Source data:
+++++

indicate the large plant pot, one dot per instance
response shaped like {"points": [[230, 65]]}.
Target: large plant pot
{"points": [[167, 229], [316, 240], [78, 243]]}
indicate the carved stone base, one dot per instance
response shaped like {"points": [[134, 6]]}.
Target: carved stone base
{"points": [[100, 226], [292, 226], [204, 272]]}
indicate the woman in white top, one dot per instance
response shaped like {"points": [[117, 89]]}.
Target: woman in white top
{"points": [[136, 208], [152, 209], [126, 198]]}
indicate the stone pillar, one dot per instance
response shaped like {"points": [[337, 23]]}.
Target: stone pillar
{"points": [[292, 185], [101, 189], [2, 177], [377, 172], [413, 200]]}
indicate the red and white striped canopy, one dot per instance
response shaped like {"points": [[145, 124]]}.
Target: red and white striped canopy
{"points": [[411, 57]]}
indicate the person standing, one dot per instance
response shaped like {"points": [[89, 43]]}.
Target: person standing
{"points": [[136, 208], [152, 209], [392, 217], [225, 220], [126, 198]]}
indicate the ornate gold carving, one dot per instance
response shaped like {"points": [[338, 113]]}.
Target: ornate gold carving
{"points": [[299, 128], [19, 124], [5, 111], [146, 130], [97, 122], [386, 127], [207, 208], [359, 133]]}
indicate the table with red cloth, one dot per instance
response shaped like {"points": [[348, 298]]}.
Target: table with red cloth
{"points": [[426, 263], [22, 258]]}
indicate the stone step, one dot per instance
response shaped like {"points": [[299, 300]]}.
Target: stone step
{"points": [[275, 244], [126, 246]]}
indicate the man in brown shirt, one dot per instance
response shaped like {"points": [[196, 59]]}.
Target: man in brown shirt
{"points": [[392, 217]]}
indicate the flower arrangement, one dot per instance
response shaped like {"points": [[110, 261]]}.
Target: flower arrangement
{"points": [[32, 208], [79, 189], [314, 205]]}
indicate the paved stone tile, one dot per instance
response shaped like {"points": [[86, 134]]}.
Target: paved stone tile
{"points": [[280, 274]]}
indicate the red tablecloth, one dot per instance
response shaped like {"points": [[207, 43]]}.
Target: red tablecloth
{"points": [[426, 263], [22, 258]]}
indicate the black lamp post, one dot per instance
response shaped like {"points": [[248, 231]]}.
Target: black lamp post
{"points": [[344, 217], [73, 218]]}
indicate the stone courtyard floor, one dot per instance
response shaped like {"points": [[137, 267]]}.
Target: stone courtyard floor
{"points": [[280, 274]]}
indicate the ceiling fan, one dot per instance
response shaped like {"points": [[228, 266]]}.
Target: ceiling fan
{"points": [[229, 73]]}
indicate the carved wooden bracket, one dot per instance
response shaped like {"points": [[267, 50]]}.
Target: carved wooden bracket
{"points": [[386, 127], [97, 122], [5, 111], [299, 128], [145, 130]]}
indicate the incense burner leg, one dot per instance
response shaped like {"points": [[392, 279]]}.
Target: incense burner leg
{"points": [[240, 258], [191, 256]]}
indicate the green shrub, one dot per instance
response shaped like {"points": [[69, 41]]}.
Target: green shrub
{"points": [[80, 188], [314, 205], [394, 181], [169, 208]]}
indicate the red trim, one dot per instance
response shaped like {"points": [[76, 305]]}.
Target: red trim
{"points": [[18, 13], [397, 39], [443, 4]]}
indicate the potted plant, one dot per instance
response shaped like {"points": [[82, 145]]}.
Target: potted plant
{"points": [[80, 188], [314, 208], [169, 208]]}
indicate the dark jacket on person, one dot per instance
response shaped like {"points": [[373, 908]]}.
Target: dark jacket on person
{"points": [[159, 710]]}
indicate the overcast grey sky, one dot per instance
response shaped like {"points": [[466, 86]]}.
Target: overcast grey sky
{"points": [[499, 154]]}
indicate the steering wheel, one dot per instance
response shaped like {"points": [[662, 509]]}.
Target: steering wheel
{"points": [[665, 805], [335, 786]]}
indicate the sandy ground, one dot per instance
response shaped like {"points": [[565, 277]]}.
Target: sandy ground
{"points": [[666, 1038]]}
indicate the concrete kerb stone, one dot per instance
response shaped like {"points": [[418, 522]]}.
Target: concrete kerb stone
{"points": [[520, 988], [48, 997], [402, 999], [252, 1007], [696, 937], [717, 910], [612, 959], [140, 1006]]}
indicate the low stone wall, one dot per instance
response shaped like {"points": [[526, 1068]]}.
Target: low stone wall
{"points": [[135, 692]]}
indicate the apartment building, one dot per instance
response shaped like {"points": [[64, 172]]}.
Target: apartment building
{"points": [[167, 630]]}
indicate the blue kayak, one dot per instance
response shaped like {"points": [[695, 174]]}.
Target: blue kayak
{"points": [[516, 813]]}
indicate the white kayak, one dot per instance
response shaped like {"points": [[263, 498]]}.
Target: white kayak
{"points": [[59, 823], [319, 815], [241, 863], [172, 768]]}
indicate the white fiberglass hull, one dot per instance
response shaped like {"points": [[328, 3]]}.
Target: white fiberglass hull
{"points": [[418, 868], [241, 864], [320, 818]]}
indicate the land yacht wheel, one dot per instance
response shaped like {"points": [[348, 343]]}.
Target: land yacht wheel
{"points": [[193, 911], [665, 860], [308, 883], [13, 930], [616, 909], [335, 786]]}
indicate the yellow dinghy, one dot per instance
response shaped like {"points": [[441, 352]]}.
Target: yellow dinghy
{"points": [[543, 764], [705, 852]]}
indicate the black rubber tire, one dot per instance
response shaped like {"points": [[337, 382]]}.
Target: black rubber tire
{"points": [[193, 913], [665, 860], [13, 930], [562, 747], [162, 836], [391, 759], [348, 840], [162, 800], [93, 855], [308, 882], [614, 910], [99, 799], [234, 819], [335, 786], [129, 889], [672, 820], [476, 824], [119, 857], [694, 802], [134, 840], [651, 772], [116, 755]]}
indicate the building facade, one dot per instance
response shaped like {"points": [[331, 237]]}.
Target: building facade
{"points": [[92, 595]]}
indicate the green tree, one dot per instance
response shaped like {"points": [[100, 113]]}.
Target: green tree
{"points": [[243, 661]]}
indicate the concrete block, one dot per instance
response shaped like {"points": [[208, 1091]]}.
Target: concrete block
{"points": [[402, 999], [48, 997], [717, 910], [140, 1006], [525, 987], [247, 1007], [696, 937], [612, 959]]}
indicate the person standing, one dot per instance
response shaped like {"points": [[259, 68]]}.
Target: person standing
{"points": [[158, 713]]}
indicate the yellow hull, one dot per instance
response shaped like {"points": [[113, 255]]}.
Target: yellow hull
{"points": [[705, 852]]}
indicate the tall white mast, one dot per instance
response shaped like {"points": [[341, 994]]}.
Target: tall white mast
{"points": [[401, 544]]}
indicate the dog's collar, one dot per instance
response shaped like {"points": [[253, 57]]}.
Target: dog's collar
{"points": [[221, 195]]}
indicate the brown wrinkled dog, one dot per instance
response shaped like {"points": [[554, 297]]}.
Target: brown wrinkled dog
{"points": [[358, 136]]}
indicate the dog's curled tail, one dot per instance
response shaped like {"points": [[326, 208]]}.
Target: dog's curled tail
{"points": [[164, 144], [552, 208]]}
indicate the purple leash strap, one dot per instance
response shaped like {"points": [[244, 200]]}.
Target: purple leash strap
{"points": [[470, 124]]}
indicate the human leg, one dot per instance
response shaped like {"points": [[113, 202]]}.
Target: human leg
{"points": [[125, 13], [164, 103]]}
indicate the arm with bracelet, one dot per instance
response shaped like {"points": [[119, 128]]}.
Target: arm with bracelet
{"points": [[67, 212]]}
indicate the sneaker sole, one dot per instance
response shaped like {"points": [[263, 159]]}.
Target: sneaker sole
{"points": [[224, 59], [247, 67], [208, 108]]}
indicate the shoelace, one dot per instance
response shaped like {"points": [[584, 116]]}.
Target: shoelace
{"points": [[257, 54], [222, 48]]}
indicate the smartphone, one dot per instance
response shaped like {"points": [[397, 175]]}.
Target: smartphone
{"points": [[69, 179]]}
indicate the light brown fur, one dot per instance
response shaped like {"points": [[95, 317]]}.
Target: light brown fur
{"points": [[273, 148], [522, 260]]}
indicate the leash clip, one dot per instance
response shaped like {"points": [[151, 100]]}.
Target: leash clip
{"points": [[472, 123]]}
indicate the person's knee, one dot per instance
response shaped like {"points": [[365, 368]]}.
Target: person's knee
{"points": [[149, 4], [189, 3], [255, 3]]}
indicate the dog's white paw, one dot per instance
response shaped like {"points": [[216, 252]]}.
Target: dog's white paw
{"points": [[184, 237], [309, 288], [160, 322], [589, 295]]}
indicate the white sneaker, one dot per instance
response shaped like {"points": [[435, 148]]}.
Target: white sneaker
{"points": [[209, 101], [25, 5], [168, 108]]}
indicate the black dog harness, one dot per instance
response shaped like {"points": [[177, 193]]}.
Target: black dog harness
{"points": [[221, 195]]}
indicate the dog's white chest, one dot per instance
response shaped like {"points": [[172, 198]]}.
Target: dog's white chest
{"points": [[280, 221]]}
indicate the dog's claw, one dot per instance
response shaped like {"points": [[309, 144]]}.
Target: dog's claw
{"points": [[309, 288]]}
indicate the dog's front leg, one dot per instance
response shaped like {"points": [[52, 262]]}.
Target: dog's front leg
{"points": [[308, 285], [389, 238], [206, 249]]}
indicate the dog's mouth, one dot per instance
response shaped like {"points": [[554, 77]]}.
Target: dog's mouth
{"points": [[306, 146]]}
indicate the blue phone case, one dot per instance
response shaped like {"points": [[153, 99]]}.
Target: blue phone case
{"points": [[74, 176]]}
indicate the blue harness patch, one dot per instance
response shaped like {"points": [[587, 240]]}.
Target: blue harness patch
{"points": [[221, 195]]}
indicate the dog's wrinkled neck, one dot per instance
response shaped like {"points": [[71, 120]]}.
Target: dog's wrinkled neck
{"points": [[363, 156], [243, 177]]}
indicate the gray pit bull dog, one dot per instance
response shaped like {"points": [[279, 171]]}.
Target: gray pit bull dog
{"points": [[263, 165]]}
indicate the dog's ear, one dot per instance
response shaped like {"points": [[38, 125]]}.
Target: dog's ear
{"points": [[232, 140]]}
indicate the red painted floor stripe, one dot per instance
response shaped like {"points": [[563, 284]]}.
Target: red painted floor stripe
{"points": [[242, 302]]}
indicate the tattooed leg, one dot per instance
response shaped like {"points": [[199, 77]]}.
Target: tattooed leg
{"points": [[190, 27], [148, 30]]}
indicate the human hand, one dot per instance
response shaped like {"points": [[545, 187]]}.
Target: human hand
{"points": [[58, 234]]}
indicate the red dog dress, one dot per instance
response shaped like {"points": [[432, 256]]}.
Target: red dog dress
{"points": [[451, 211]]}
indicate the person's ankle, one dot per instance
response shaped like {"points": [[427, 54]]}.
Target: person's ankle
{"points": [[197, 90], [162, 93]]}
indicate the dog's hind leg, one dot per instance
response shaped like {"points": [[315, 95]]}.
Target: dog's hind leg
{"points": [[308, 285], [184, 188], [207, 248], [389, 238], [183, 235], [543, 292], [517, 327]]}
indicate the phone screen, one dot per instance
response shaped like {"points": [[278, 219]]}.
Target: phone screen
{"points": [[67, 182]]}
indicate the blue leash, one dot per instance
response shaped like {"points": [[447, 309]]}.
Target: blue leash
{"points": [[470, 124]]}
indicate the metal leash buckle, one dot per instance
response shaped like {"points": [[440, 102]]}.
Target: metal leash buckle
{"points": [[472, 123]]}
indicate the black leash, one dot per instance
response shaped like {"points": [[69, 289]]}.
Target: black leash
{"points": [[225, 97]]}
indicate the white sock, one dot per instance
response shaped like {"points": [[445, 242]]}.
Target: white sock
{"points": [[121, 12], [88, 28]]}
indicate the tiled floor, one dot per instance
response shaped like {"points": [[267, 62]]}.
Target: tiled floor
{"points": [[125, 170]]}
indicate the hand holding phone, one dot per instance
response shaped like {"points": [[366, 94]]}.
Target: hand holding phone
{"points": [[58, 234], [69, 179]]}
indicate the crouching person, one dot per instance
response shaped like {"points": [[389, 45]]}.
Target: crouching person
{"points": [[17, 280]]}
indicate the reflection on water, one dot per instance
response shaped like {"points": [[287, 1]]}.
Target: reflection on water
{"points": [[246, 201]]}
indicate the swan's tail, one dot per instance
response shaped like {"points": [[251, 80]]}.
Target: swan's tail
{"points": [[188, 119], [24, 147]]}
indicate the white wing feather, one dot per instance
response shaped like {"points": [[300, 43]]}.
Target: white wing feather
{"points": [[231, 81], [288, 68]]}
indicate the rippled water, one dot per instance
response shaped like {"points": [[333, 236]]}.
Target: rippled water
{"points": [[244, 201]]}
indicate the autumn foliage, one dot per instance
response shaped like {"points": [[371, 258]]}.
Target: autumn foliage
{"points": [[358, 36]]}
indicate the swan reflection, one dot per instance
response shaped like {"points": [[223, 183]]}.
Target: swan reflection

+++++

Once you find the line containing "indicate the swan reflection, one", copy it and every line after it through the end of the records, exactly and nothing else.

### Task solution
indicate the swan reflection, one dot per instance
response shaped like {"points": [[223, 183]]}.
Target: swan reflection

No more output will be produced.